*Input records:*
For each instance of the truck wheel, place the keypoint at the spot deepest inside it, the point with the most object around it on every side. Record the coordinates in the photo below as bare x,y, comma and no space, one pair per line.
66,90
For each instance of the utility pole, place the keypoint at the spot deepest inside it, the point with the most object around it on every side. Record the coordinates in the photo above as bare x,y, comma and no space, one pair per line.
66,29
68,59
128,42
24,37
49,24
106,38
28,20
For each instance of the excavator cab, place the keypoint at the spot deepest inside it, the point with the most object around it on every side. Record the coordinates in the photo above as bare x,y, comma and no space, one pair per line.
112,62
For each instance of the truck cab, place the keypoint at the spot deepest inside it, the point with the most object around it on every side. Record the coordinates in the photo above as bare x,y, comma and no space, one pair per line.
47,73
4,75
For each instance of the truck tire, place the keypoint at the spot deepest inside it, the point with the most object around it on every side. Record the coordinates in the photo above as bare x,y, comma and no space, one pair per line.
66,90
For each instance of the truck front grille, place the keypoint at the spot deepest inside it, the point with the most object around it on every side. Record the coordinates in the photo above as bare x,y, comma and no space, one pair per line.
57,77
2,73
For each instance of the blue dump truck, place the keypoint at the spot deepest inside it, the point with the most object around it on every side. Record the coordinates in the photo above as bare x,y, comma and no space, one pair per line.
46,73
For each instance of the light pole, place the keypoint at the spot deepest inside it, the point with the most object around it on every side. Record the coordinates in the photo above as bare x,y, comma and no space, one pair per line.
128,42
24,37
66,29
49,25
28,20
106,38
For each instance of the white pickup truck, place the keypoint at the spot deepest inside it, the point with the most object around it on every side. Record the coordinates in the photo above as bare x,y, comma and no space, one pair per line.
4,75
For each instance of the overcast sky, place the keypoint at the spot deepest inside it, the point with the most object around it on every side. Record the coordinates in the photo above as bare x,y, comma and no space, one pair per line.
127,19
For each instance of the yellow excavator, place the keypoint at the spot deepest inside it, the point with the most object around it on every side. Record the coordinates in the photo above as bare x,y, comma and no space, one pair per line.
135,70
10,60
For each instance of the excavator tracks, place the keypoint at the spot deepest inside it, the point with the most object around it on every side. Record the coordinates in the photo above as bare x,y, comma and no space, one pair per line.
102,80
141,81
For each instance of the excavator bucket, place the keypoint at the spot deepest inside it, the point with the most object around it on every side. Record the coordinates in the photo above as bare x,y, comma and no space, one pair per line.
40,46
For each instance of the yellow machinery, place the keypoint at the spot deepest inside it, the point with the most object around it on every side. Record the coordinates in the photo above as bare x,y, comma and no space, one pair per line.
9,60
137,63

*Task objective:* Return every line of the listing, word for word.

*Output of the exercise:*
For each instance of the truck wheel, place the keypoint at the spot deepest inside it, the point with the most object around it on every side. Record the coordinates in the photo below as bare x,y, comma and no space, one pair per line.
66,90
For each instance of the utility pole, place the keypoint at the spot deepest inside it, the point with the most object around it on every side. Record the coordinates in the photo above as bare x,y, comma and no space, one pair per line.
66,29
68,59
128,42
24,37
49,24
106,38
28,20
For each instance of the excavator cab, place the keypoint at the spot deepest inside it, the point with the most object around it on every side. Record the coordinates in the photo above as bare x,y, comma and no space, one pair per line.
112,62
For each instance of the truck cab, place the keypoint at the spot deepest inside it, the point with the most object around it on every side. Record the coordinates in the photo above as bare x,y, comma and no space, one pair per line.
47,73
4,75
For each instance of the truck tire, place the keypoint at the spot deepest inside it, the point with the most object around it on every side. Record the coordinates in the photo above as bare x,y, comma and no space, one pair per line.
66,90
For each instance of the truck front grille, place the keypoint at the spot deepest inside it, the point with the most object around it on every side. Record the coordinates in the photo above as bare x,y, comma and no space, one pair per line.
57,77
2,73
For each instance of the blue dump truck, place the keypoint at the spot deepest inside it, the point with the most object around it on every side. Record the coordinates in the photo above as bare x,y, comma and no space, one pair per line.
46,73
For each instance of the light pole, place the keypoint at the spot deepest inside it, the point with the most object around it on every side. Record the coordinates in the photo above as bare x,y, comma and no space, one pair per line.
128,42
24,37
66,29
49,25
28,20
106,38
For each instance of the white pickup truck, place the keypoint at the spot deepest inside it, the point with the most object around it on every side. Record the coordinates in the photo above as bare x,y, comma and no space, one pair per line.
4,75
For each instance of the overcast sky, place the keypoint at the spot deepest inside it, the point with the most object around it on every side. Record the coordinates in the photo above as bare x,y, comma and no space, one pair per line.
127,19
For each instance of the yellow excavator, place the keypoint at the spot deepest inside it, the point with the most object around it on every side. Record the coordinates in the photo above as bare x,y, comma and no space, one pair per line.
135,70
10,60
For each instance of the excavator tracks, place the keypoint at the spot deepest inside it, the point with the most object around it on every side. Record the coordinates in the photo above as bare x,y, comma and no space, one pair per line.
102,80
141,81
For each instance of the excavator bucket, place the keypoint at the spot deepest inside it, the point with the most object around it on every side. Record the coordinates in the photo above as bare x,y, comma and no space, one pair per line.
40,46
For each instance of the yellow machinery, place the keypoint at the spot deepest inside it, the point with the most object around it on every side. Record the coordinates in the photo above as bare x,y, comma and no space, one pair per line.
9,60
137,63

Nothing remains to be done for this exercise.